▸ Page text:

________________________________________

Prisons in paradise: Refugees detentions in Greece raise alarm

Greece appears to be testing the limits of international laws by holding asylum seekers for lengthy periods and in poor conditions, Al Jazeera investigation finds.

Migrants wait for food in the makeshift refugee camp at the northern Greek border point of Idomeni, Greece,
Many being held in Greece are detained pending deportation, but they have no reasonable prospect of going back to Turkey, which has not accepted returns since March 2020 [File: Darko Vojinovic/AP]

Names marked with an asterisk have been changed to protect identities.

Kos, Greece – On the Greek island of Kos, in holiday season, tourists sip cocktails on the beach, music blares from loudspeakers and British holidaymakers can often be seen speeding around the main town on rented quad bikes.

But a 20-minute drive from the seafront bars and clubs, the scene is starkly different.

A new multimillion-euro, EU-funded refugee camp is under construction near to an existing refugee camp and detention centre where, as of October 7, 175 people were being held, according to government data.

Across four months, from June to September, Al Jazeera visited the island of Kos, speaking to people living and working in the camp and detention centre.

At its closest point, the island is four kilometres from Turkey. The number of asylum seekers arriving in dinghies has significantly dropped during the past 18 months, amid continuing reports that Greek authorities are pushing refugees back.

In 2019, 5,925 people arrived, compared with 839 in 2020 and 246 this year according to the UNHCR.

During Al Jazeera’s investigation, these reporters found serious breaches of European Union and Greek law, including the detention of asylum seekers on arrival and arbitrary detention practices for refugees, including highly vulnerable people who have survived gender-based violence and torture.

The refugees’ situation is compounded because many being held have no reasonable prospect of deportation to Turkey; Ankara has not accepted returns since March 2020.

Activists and experts on the ground also raised concerns about impaired access to legal advice and shared an underlying anxiety about the new camp, which is expected to open later this year.

Funded by the European Asylum, Migration and Integration Fund, Kos will host of one of five so-called “MPRICs” (Multi Purpose Reception and Identification Centres), costing 276m ($322m) of EU funds in total. These centres are are also being built on the islands of Lesbos, Samos, Chios and Leros.

All five sites will replace previous camps infamous for their inhumane living conditions.

The first, in Samos, opened in September to much fanfare in a ceremony attended by Greek and EU officials, but, located in a remote valley several kilometres from a town centre, it was criticised for isolating refugees and pushing them out of sight. At worst, some critics feared “prison-like” conditions at the new sites.

‘Despair’

In November 2019, 24-year-old Amal*, a Syrian refugee from Damascus, left Turkey and arrived on Leros, the Greek island where she faced another tragedy – she was sexually harassed by another asylum seeker.

She escaped to Athens but was picked up by police in the Greek capital for having no papers, before being sent to the detention centre on Kos.

There, while still detained, she had an asylum interview in September 2020. Her application was rejected in March.

On arrival, asylum seekers can be detained for up to 25 days during registration but after this point, a specific detention order has to be issued.

Under Greek law, asylum seekers can be detained for a number of reasons, for instance, if they are considered a risk to national security.

The site of the new EU-funded camp on Kos, September 2021 [Katy Fallon/Al Jazeera]

Amal, who does not know why she was detained for so long, said she still has nightmares about the 18 months she spent in the Kos detention centre.

________________________________________

▸ Exercise aim:
Rewrite the passage of the article on refugee detentions in Greece between "In 2019, 5,925" and "since March 2020.", inclusive, putting "removal" in place of "deportation". The listing after the article is not needed for any part of this exercise.

▸ Input data:
________________________________________

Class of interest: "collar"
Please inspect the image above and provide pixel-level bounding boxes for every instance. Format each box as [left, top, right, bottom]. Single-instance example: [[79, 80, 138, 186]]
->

________________________________________

▸ Exercise output:
In 2019, 5,925 people arrived, compared with 839 in 2020 and 246 this year according to the UNHCR.

During Al Jazeera’s investigation, these reporters found serious breaches of European Union and Greek law, including the detention of asylum seekers on arrival and arbitrary detention practices for refugees, including highly vulnerable people who have survived gender-based violence and torture.

The refugees’ situation is compounded because many being held have no reasonable prospect of removal to Turkey; Ankara has not accepted returns since March 2020.